**WHAT THE TASK ASKS**
All of the entries need to be written out again, exactly as they are.

**DATA FOR PROCESSING**

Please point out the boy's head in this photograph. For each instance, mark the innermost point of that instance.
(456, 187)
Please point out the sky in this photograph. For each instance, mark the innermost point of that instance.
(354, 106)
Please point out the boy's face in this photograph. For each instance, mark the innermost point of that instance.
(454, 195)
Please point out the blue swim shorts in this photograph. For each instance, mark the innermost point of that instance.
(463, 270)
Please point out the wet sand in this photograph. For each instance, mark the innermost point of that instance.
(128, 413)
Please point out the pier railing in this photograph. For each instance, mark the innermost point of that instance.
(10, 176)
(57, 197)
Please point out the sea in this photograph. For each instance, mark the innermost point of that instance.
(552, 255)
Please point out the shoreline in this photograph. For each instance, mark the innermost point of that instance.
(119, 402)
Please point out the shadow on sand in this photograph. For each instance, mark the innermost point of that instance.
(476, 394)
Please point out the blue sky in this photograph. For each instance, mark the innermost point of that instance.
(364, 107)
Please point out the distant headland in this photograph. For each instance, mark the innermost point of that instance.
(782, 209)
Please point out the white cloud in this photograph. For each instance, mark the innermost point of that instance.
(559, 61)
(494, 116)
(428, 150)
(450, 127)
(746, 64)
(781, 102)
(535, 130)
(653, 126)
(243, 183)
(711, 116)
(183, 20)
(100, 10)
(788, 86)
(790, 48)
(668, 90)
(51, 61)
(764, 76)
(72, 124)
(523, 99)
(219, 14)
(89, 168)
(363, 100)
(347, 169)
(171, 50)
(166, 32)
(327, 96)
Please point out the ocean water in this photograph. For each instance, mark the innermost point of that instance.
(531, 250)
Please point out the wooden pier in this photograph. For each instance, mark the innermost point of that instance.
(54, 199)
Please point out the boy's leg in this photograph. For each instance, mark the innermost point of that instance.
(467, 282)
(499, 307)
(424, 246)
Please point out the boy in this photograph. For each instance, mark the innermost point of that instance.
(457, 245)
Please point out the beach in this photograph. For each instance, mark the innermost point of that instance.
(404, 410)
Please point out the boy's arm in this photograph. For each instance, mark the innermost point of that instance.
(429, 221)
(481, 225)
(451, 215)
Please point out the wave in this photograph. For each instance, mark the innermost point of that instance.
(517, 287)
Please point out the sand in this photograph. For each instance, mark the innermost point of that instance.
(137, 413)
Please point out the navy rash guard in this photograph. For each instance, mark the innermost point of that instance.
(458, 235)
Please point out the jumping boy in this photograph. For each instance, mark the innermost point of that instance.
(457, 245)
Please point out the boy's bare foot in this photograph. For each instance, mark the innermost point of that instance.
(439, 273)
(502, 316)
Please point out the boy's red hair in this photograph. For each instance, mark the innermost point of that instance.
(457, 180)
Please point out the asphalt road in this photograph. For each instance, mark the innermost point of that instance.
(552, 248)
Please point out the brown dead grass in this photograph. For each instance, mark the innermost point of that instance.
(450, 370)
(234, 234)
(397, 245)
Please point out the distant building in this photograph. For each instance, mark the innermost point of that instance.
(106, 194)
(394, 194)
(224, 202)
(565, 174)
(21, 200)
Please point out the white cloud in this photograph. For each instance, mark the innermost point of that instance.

**THE RESULT**
Please point out the boy's head in this photograph. For each instance, mark the innermost point of that instance.
(456, 187)
Please point out the sky in this photograph. For each instance, mark the innermost point of that instance.
(354, 106)
Please point out the boy's face in this photograph. For each instance, mark the innermost point of that instance.
(454, 195)
Please point out the blue swim shorts in this photograph. For each instance, mark the innermost point of that instance.
(463, 270)
Please point out the wet sand in this photograph. For each instance, mark the innermost point of that instance.
(128, 413)
Please point out the pier railing in this photograph. For each instance, mark the innermost point of that instance.
(10, 176)
(57, 197)
Please point out the sea in this photograph. For each instance, mark the innermost point of that instance.
(552, 255)
Please point out the shoreline in this photograph. For each instance, mark the innermost point of that instance.
(119, 402)
Please point out the shadow on sand in this photograph. For each instance, mark the innermost point of that instance.
(476, 394)
Please point out the blue sky in this photograph. For each instance, mark the innermost point of that instance.
(364, 107)
Please point out the distant headland in this photograph. For each instance, mark the innermost point of that instance.
(782, 209)
Please point out the white cloud in this photograph. For each instance, mark the innermost point of that instance.
(559, 61)
(494, 116)
(428, 150)
(450, 127)
(746, 64)
(781, 102)
(535, 130)
(653, 126)
(243, 183)
(711, 116)
(183, 20)
(100, 10)
(788, 86)
(790, 48)
(668, 90)
(51, 61)
(764, 76)
(72, 124)
(523, 99)
(219, 14)
(89, 168)
(363, 100)
(347, 169)
(171, 50)
(166, 32)
(327, 96)
Please point out the ocean water in this photograph. For each instance, mark the innermost point of that instance.
(531, 250)
Please point out the wooden pier in this photograph. For each instance, mark the innermost point of that instance.
(54, 199)
Please point out the boy's leg in this photograph. For each instance, mark the innermost point of that instance.
(467, 282)
(499, 307)
(424, 246)
Please point out the boy in this photograph. For each instance, mark the innermost point of that instance.
(457, 245)
Please point out the beach in this photograph. For each instance, mark the innermost point of that instance.
(404, 410)
Please point out the boy's arm in this photograph. For each instance, mark the innermost point of that instance.
(429, 221)
(481, 225)
(451, 215)
Please point out the wave in this photograph. For each instance, mark the innermost point of that instance.
(517, 287)
Please point out the sand in this photograph. For each instance, mark the innermost point of that instance.
(137, 413)
Please point out the navy rash guard in this photograph. For each instance, mark the innermost point of that instance.
(458, 235)
Please point out the jumping boy in this photograph. For each instance, mark the innermost point of that instance.
(457, 245)
Please point out the boy's bare foot in this photograph. For each instance, mark the innermost point of that instance.
(439, 273)
(502, 316)
Please point out the boy's red hair in this photograph. For each instance, mark the innermost point of that instance.
(457, 180)
Please point out the asphalt road in this photograph. For each instance, mark the innermost point of that instance.
(552, 248)
Please point out the brown dead grass in this photograph. For each instance, mark the innermost point of that instance.
(450, 370)
(234, 234)
(397, 245)
Please point out the distant building in this photograph. For each instance, mark the innermost point of that instance.
(106, 194)
(394, 194)
(224, 202)
(565, 174)
(21, 200)
Please point out the white cloud in this photograph. For each instance, mark the innermost point of that instance.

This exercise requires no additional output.